(Information provided begins)

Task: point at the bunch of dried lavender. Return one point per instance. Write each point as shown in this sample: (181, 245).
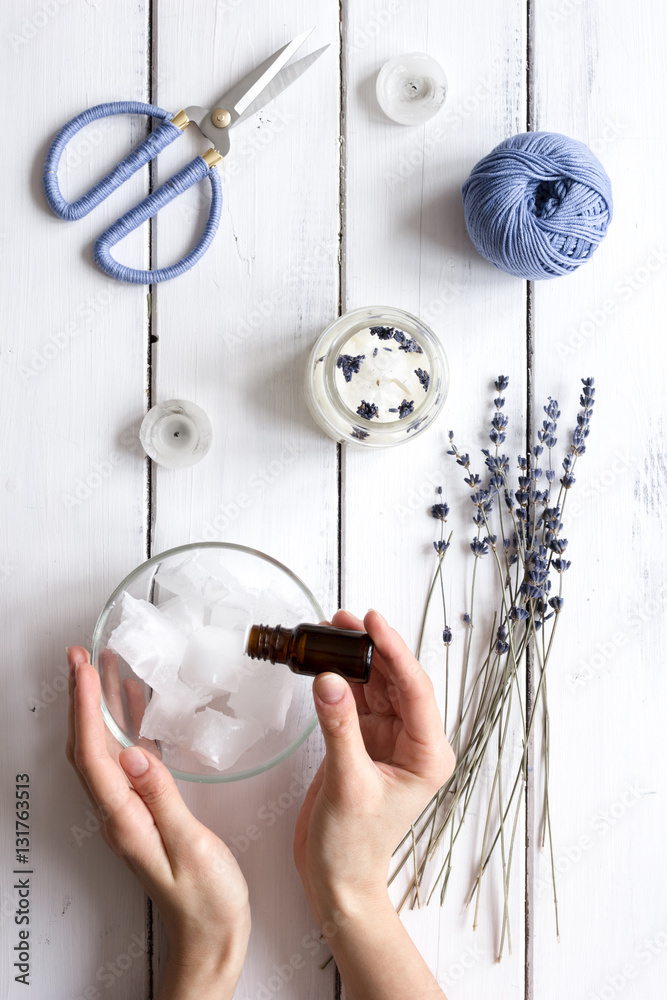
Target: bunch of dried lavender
(527, 553)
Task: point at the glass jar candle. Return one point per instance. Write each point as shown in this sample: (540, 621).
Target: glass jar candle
(376, 377)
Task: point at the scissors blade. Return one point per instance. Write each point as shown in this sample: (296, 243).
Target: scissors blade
(251, 86)
(280, 82)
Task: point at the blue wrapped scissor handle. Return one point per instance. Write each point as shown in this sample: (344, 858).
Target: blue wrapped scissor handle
(142, 154)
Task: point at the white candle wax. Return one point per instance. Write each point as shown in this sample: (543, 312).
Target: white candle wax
(411, 89)
(379, 374)
(176, 434)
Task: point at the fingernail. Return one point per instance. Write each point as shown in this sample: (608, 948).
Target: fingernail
(133, 762)
(330, 688)
(74, 660)
(354, 618)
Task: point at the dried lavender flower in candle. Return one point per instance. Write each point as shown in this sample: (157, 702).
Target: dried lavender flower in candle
(410, 346)
(440, 511)
(349, 365)
(367, 410)
(424, 378)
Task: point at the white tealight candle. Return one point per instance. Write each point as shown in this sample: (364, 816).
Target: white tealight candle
(176, 434)
(411, 89)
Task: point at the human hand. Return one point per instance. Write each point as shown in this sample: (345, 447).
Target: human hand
(386, 756)
(188, 872)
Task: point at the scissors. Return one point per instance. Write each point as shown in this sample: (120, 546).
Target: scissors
(246, 98)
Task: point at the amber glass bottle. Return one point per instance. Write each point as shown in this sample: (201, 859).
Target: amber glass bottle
(314, 649)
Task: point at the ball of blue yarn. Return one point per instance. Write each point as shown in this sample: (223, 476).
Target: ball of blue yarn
(538, 205)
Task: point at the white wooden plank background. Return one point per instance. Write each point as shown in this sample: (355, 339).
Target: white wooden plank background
(233, 335)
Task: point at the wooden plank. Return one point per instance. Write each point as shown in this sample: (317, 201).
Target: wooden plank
(72, 348)
(406, 245)
(234, 334)
(607, 682)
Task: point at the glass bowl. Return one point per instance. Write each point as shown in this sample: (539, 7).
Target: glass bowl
(277, 594)
(376, 377)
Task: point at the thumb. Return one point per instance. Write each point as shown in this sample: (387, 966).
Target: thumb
(337, 711)
(155, 785)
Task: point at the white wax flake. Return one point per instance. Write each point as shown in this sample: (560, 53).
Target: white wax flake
(212, 658)
(386, 380)
(191, 651)
(168, 716)
(148, 643)
(219, 740)
(265, 694)
(230, 616)
(192, 580)
(184, 615)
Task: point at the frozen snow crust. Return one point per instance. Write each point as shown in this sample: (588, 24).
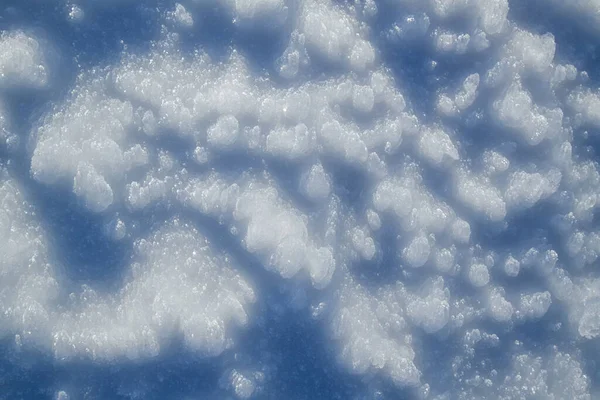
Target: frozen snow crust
(299, 199)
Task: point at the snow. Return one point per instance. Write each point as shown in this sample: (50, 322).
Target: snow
(299, 199)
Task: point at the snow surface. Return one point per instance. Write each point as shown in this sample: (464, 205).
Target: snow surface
(265, 199)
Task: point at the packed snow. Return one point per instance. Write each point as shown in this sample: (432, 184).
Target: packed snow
(248, 199)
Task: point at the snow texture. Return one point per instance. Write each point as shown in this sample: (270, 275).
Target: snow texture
(264, 199)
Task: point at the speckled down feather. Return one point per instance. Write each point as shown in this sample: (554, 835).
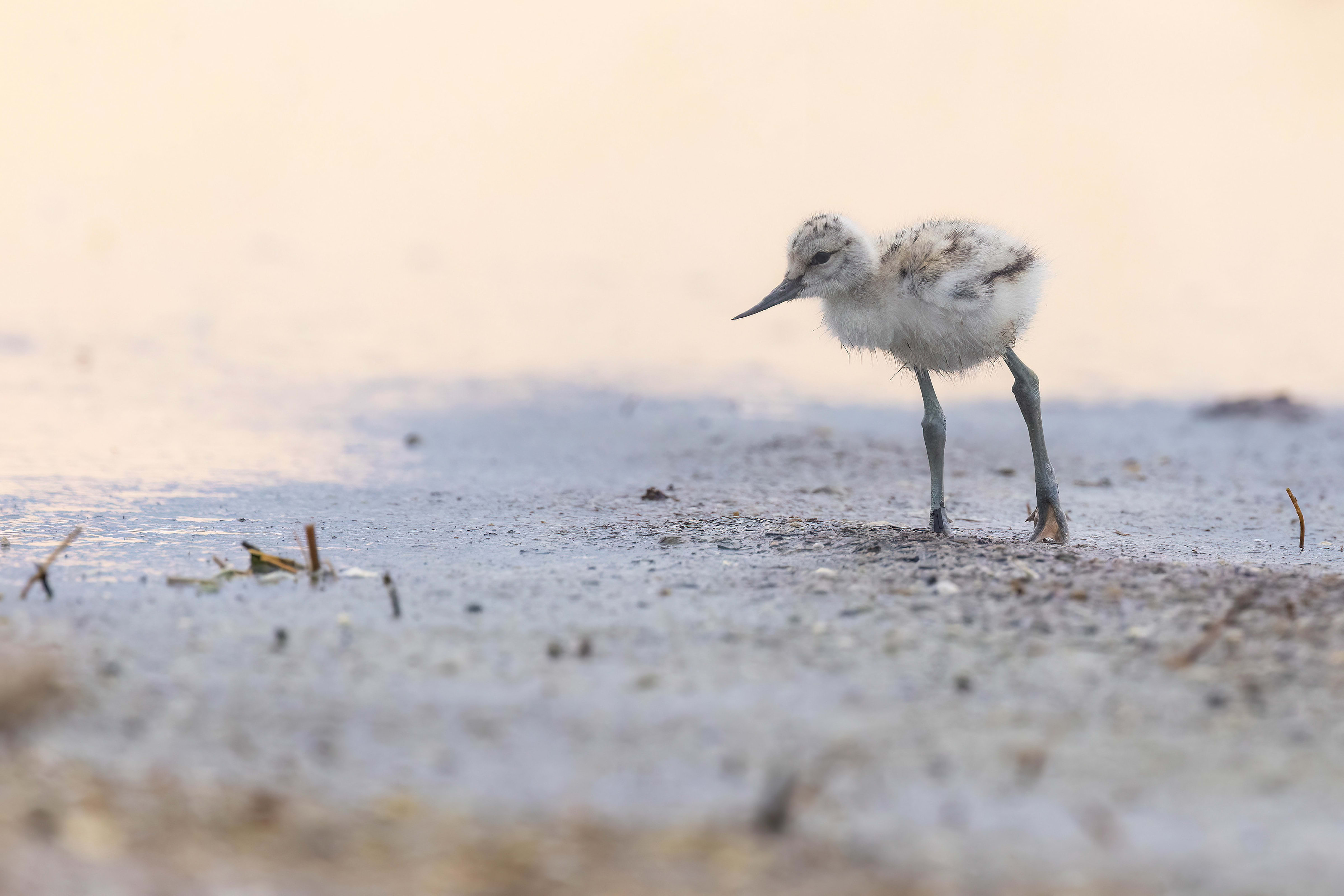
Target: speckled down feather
(943, 296)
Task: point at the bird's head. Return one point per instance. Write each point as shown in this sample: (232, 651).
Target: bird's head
(829, 257)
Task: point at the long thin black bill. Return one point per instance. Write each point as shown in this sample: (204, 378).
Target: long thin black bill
(783, 293)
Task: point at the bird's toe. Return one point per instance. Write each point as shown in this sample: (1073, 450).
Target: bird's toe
(1052, 522)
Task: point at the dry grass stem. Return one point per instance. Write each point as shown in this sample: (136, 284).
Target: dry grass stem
(1301, 522)
(392, 596)
(314, 565)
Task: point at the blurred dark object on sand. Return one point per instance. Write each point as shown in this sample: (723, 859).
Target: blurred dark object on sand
(1280, 408)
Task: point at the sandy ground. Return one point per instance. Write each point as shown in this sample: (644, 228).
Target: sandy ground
(1152, 708)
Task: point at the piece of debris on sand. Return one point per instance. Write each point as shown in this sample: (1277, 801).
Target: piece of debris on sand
(1277, 408)
(210, 584)
(264, 563)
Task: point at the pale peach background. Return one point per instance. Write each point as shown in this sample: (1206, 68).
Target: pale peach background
(589, 191)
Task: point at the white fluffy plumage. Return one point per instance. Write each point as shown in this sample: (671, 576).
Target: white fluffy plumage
(943, 296)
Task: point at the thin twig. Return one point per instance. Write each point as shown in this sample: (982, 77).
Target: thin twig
(314, 566)
(1215, 631)
(41, 576)
(392, 596)
(1301, 522)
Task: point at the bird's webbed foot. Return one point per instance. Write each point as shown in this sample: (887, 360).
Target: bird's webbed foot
(1050, 519)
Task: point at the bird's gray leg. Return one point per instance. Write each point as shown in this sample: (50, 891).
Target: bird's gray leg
(936, 437)
(1049, 516)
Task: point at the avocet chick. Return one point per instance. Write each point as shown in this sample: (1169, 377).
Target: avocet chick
(939, 298)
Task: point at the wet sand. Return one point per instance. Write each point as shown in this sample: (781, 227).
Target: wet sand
(949, 708)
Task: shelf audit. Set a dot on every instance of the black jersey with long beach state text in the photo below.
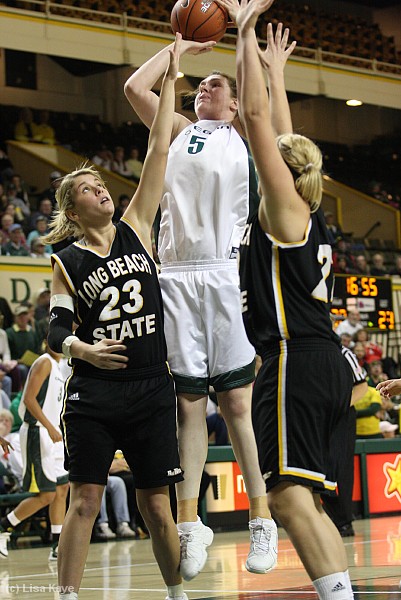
(286, 288)
(117, 296)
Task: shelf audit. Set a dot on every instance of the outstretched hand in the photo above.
(172, 70)
(103, 354)
(249, 12)
(190, 47)
(232, 7)
(276, 53)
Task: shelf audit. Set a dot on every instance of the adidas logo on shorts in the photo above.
(339, 587)
(172, 472)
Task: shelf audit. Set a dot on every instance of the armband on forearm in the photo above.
(60, 335)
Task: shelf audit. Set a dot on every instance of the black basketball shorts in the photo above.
(137, 417)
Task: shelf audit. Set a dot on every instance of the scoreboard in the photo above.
(372, 296)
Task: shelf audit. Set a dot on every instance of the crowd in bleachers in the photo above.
(340, 33)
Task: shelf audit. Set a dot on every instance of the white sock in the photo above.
(175, 591)
(188, 525)
(13, 519)
(332, 587)
(348, 582)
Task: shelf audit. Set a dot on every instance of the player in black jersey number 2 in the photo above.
(121, 393)
(304, 386)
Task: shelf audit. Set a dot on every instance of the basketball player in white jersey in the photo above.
(204, 212)
(42, 450)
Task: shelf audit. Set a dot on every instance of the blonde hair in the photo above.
(61, 225)
(304, 159)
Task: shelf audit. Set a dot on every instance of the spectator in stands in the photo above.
(25, 128)
(134, 164)
(6, 314)
(334, 229)
(45, 209)
(340, 265)
(103, 158)
(6, 221)
(117, 491)
(123, 202)
(388, 429)
(361, 265)
(15, 245)
(378, 192)
(42, 304)
(22, 338)
(22, 209)
(11, 380)
(2, 251)
(351, 324)
(50, 192)
(342, 248)
(21, 188)
(38, 249)
(6, 167)
(378, 268)
(367, 419)
(3, 199)
(118, 164)
(42, 450)
(375, 373)
(44, 131)
(359, 351)
(41, 223)
(396, 271)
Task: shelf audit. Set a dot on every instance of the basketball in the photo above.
(199, 20)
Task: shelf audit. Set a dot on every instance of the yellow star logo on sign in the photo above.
(393, 475)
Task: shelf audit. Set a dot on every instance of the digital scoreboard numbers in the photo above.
(372, 296)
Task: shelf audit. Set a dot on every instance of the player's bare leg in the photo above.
(235, 406)
(193, 444)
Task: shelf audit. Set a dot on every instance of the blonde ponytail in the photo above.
(304, 159)
(61, 225)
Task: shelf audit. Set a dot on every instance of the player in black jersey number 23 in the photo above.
(121, 393)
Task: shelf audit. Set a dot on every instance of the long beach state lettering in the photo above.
(97, 280)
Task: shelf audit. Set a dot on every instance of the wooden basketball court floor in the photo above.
(126, 570)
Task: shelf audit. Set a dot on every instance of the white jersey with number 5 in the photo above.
(206, 196)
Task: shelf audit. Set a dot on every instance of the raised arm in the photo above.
(282, 212)
(142, 209)
(138, 88)
(273, 60)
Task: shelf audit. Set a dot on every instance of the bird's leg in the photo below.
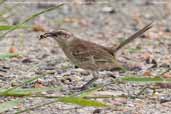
(89, 83)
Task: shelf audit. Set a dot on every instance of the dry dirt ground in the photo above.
(106, 22)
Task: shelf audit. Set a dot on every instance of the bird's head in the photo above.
(61, 36)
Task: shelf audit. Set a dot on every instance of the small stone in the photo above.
(108, 9)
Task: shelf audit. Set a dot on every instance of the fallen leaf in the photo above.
(38, 28)
(166, 75)
(147, 73)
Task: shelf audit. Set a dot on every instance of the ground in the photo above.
(104, 22)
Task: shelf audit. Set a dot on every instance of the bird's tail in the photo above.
(134, 36)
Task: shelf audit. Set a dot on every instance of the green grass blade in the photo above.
(9, 27)
(81, 101)
(2, 1)
(145, 79)
(28, 19)
(18, 92)
(9, 104)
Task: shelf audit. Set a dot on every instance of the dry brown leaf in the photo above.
(167, 75)
(38, 28)
(147, 73)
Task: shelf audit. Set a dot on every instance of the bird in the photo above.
(89, 55)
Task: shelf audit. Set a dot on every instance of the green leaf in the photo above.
(9, 27)
(145, 79)
(30, 18)
(24, 92)
(9, 104)
(81, 101)
(8, 56)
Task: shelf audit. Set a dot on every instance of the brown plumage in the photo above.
(89, 55)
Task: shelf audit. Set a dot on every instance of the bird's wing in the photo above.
(88, 51)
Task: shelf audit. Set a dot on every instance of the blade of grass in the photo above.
(2, 1)
(18, 92)
(30, 18)
(9, 27)
(81, 101)
(9, 104)
(35, 107)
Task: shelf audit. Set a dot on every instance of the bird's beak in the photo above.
(50, 34)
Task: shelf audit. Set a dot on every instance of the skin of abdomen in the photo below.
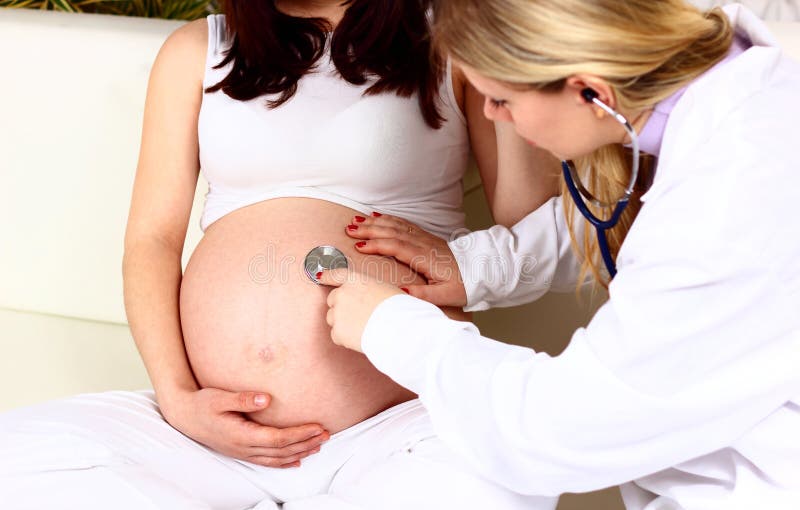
(253, 321)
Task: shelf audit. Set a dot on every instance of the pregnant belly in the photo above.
(252, 320)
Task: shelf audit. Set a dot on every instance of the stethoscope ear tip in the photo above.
(589, 94)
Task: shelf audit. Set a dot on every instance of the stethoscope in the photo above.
(580, 195)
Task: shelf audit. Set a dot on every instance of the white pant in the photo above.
(115, 450)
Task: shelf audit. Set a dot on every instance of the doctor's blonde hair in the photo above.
(645, 49)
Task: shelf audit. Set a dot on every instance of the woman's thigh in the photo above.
(112, 450)
(404, 464)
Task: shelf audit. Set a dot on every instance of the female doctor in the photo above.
(686, 383)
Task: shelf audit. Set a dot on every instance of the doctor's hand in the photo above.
(351, 305)
(425, 253)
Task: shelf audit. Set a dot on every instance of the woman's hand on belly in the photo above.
(215, 418)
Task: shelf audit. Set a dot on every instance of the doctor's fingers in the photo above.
(433, 260)
(286, 454)
(384, 220)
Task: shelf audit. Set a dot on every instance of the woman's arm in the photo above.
(163, 193)
(517, 178)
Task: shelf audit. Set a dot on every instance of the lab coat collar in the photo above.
(748, 24)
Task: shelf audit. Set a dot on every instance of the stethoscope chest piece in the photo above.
(323, 258)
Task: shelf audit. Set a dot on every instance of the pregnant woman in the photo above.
(301, 115)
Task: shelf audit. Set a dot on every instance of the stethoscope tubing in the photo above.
(601, 226)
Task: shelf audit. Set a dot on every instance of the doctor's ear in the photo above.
(585, 88)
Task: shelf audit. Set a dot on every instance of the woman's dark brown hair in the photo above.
(388, 40)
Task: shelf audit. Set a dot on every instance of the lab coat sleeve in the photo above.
(510, 266)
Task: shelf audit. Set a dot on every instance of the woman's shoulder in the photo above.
(185, 50)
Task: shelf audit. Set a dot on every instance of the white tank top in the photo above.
(330, 142)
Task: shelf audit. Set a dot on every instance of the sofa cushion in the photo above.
(46, 357)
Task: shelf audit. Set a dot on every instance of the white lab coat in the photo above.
(687, 381)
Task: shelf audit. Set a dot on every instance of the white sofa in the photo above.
(71, 102)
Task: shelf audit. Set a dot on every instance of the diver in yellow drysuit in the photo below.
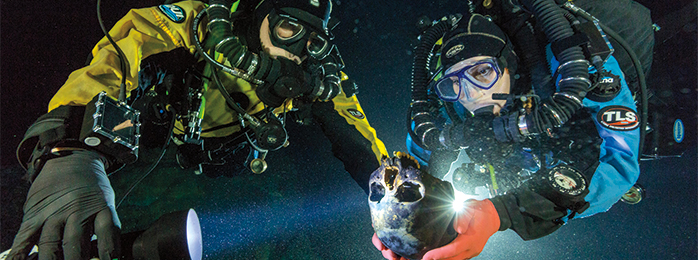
(227, 74)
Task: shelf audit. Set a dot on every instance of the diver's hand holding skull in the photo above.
(475, 224)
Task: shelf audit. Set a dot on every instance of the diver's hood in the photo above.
(312, 13)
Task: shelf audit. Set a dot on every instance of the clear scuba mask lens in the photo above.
(476, 77)
(290, 34)
(318, 47)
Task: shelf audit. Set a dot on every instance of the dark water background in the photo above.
(305, 206)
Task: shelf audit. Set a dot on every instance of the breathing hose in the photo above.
(636, 63)
(425, 133)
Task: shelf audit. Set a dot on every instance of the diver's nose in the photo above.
(472, 93)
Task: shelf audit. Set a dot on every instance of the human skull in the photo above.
(410, 210)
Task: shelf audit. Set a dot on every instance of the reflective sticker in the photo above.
(454, 50)
(618, 118)
(678, 131)
(173, 12)
(356, 113)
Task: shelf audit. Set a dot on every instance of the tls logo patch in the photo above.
(356, 113)
(173, 12)
(618, 118)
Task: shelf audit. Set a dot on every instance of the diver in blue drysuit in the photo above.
(574, 167)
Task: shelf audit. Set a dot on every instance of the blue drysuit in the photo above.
(601, 141)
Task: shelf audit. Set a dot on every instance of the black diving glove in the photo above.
(70, 200)
(285, 80)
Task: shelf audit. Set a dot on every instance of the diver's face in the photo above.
(269, 48)
(474, 98)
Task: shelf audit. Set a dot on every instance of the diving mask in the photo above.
(290, 34)
(479, 76)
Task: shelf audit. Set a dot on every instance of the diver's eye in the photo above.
(483, 72)
(408, 192)
(377, 192)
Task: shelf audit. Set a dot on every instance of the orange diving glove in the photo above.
(475, 225)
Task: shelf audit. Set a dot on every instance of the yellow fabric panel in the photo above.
(343, 105)
(141, 33)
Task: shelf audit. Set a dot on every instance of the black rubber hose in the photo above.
(558, 109)
(533, 58)
(220, 28)
(425, 133)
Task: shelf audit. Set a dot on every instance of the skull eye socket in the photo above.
(408, 192)
(377, 192)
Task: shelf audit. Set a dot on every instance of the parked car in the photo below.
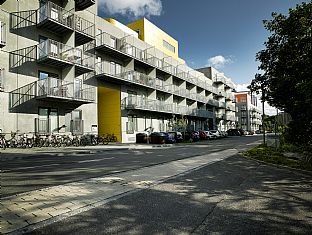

(Information provided ends)

### What is being asked
From the records above, repeat exactly the lines from the one with "Target: speckled down feather" through the one with "Task: point at the pale", both included.

### Exercise solution
Target: speckled down feather
(943, 296)
Task: point at the bird's head. Return one point per instance. Write each point as shown in this sample: (232, 651).
Target: bird's head
(829, 257)
Task: point at the long thin black bill. Return one point per instance. Write each point as shown in this sample: (204, 378).
Target: long thin black bill
(783, 293)
Task: point at the bird's toe. Return one point per instance. Write each point as shown in this sample: (1073, 450).
Target: bird's toe
(1052, 522)
Task: point at the dry grass stem. Return one point per instance. Write each point as shown in this sample: (136, 284).
Target: dry grass stem
(1301, 522)
(392, 596)
(314, 565)
Task: point at the blurred dark object on sand. Return one point per instance. Write each point as shown in this sample: (723, 859).
Target: blurred dark object on sand
(1280, 408)
Task: point at the sandy ground. Return one point per instance. Write each point as shown in this sample: (644, 228).
Target: sandy ground
(1152, 708)
Task: point at the piece of debris on sand. Return one point per instance. Write each point as shown in this sample: (1277, 801).
Target: piece of debris on sand
(1277, 408)
(210, 584)
(264, 563)
Task: point at the pale peach background. Return one point per instance. Write each point as shown in this sample: (1206, 68).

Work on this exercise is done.